Passage to read:

####

President Reagan nominated Bork for Associate Justice of the Supreme Court on July 1, 1987 to replace Lewis Powell. A hotly contested United States Senate debate over Bork’s nomination ensued. Opposition was partly fueled by civil rights and women’s rights groups concerned with Bork’s opposition to the authority claimed by the federal government to impose standards of voting fairness upon the states (at his confirmation hearings for the position of Solicitor General, he supported the rights of Southern states to impose a poll tax),[22] and his stated desire to roll back civil rights decisions of the Warren and Burger courts. Bork was one of only three Supreme Court nominees, along with William Rehnquist and Samuel Alito, to ever be opposed by the American Civil Liberties Union.[23] Bork was also criticized for being an “advocate of disproportionate powers for the executive branch of Government, almost executive supremacy”,[16] most notably, according to critics, for his role in the Saturday Night Massacre.

####

Write out the entire passage on Bork's Supreme Court nomination word for word. The data has no connection to the passage on Bork's Supreme Court nomination.

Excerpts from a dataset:

####

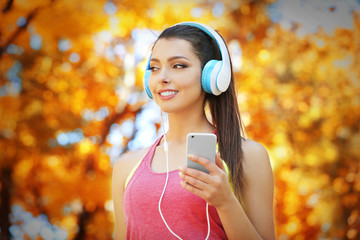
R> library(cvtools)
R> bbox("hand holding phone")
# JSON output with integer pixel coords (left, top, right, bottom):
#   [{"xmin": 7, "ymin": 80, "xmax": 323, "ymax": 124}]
[{"xmin": 186, "ymin": 133, "xmax": 216, "ymax": 173}]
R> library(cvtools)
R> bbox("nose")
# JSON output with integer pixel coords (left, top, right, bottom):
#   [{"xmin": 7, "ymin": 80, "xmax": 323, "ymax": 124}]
[{"xmin": 158, "ymin": 68, "xmax": 170, "ymax": 84}]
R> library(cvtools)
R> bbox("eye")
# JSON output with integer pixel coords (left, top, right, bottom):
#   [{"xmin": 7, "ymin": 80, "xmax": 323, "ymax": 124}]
[
  {"xmin": 150, "ymin": 67, "xmax": 159, "ymax": 72},
  {"xmin": 173, "ymin": 63, "xmax": 187, "ymax": 69}
]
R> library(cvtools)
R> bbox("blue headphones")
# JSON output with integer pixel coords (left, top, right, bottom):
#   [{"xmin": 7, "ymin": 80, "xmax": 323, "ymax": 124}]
[{"xmin": 144, "ymin": 22, "xmax": 231, "ymax": 99}]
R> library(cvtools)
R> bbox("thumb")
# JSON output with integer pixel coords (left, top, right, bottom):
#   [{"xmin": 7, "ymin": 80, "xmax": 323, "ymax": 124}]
[{"xmin": 216, "ymin": 152, "xmax": 226, "ymax": 172}]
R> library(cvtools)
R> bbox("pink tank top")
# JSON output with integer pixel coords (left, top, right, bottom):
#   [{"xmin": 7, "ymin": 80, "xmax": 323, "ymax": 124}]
[{"xmin": 123, "ymin": 137, "xmax": 227, "ymax": 240}]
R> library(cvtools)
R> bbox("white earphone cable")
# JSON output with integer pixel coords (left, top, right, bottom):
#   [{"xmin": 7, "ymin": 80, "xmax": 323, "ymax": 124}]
[{"xmin": 158, "ymin": 111, "xmax": 210, "ymax": 240}]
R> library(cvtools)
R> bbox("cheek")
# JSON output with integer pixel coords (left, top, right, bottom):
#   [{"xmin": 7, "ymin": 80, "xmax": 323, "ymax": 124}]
[{"xmin": 149, "ymin": 75, "xmax": 156, "ymax": 93}]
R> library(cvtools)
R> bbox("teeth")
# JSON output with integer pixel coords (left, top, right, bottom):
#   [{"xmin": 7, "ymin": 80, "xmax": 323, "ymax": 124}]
[{"xmin": 160, "ymin": 91, "xmax": 176, "ymax": 97}]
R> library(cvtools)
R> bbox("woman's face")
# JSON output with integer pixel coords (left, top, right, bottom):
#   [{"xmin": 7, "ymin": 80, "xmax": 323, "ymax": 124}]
[{"xmin": 149, "ymin": 38, "xmax": 205, "ymax": 113}]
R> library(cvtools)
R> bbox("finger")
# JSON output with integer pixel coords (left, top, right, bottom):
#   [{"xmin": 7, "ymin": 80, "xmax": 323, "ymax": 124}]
[
  {"xmin": 179, "ymin": 172, "xmax": 208, "ymax": 190},
  {"xmin": 179, "ymin": 167, "xmax": 211, "ymax": 183},
  {"xmin": 216, "ymin": 152, "xmax": 226, "ymax": 172},
  {"xmin": 187, "ymin": 154, "xmax": 217, "ymax": 172}
]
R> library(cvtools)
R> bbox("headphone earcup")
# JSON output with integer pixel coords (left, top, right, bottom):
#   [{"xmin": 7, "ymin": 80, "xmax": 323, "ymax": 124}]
[
  {"xmin": 143, "ymin": 70, "xmax": 153, "ymax": 99},
  {"xmin": 201, "ymin": 60, "xmax": 222, "ymax": 96}
]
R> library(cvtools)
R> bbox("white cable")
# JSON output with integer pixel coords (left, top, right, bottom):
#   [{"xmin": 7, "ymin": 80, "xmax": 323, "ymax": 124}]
[{"xmin": 158, "ymin": 111, "xmax": 210, "ymax": 240}]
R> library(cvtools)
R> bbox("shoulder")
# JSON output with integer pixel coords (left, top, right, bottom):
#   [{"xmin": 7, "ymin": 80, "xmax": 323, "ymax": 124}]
[
  {"xmin": 242, "ymin": 139, "xmax": 273, "ymax": 187},
  {"xmin": 113, "ymin": 147, "xmax": 150, "ymax": 188}
]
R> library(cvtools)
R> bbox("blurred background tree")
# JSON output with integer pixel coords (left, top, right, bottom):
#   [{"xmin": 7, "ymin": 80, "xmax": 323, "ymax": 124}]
[{"xmin": 0, "ymin": 0, "xmax": 360, "ymax": 239}]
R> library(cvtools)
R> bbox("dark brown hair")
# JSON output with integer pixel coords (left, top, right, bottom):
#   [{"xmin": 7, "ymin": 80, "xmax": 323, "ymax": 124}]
[{"xmin": 158, "ymin": 25, "xmax": 245, "ymax": 202}]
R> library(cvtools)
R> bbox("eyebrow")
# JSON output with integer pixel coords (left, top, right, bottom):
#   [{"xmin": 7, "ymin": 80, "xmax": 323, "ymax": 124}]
[{"xmin": 150, "ymin": 56, "xmax": 190, "ymax": 62}]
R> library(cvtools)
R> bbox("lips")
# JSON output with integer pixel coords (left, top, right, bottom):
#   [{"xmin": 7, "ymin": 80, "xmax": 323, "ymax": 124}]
[{"xmin": 158, "ymin": 89, "xmax": 178, "ymax": 99}]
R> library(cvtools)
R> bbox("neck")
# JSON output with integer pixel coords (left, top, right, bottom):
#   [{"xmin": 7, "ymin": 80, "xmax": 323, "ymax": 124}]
[{"xmin": 162, "ymin": 111, "xmax": 215, "ymax": 143}]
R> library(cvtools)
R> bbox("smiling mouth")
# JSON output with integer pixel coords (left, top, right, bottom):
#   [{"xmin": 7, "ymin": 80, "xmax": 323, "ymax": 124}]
[{"xmin": 159, "ymin": 91, "xmax": 178, "ymax": 97}]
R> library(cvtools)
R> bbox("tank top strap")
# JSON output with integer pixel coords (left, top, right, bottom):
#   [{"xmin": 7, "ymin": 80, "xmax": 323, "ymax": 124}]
[
  {"xmin": 125, "ymin": 136, "xmax": 163, "ymax": 188},
  {"xmin": 141, "ymin": 135, "xmax": 163, "ymax": 163}
]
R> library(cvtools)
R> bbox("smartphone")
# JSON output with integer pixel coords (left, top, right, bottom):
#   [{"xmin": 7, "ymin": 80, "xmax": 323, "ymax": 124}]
[{"xmin": 186, "ymin": 133, "xmax": 216, "ymax": 173}]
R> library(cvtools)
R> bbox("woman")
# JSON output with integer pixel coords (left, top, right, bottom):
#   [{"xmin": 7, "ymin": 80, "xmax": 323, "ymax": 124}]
[{"xmin": 113, "ymin": 22, "xmax": 275, "ymax": 239}]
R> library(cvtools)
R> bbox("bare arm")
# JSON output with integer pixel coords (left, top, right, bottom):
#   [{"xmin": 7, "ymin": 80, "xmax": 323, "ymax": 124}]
[
  {"xmin": 180, "ymin": 140, "xmax": 275, "ymax": 239},
  {"xmin": 112, "ymin": 160, "xmax": 126, "ymax": 240},
  {"xmin": 217, "ymin": 140, "xmax": 275, "ymax": 239}
]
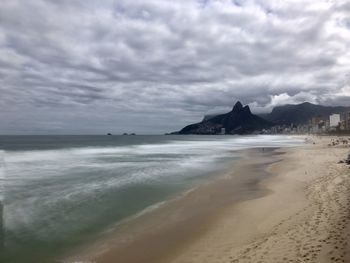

####

Task answer:
President Reagan nominated Bork for Associate Justice of the Supreme Court on July 1, 1987 to replace Lewis Powell. A hotly contested United States Senate debate over Bork’s nomination ensued. Opposition was partly fueled by civil rights and women’s rights groups concerned with Bork’s opposition to the authority claimed by the federal government to impose standards of voting fairness upon the states (at his confirmation hearings for the position of Solicitor General, he supported the rights of Southern states to impose a poll tax),[22] and his stated desire to roll back civil rights decisions of the Warren and Burger courts. Bork was one of only three Supreme Court nominees, along with William Rehnquist and Samuel Alito, to ever be opposed by the American Civil Liberties Union.[23] Bork was also criticized for being an “advocate of disproportionate powers for the executive branch of Government, almost executive supremacy”,[16] most notably, according to critics, for his role in the Saturday Night Massacre.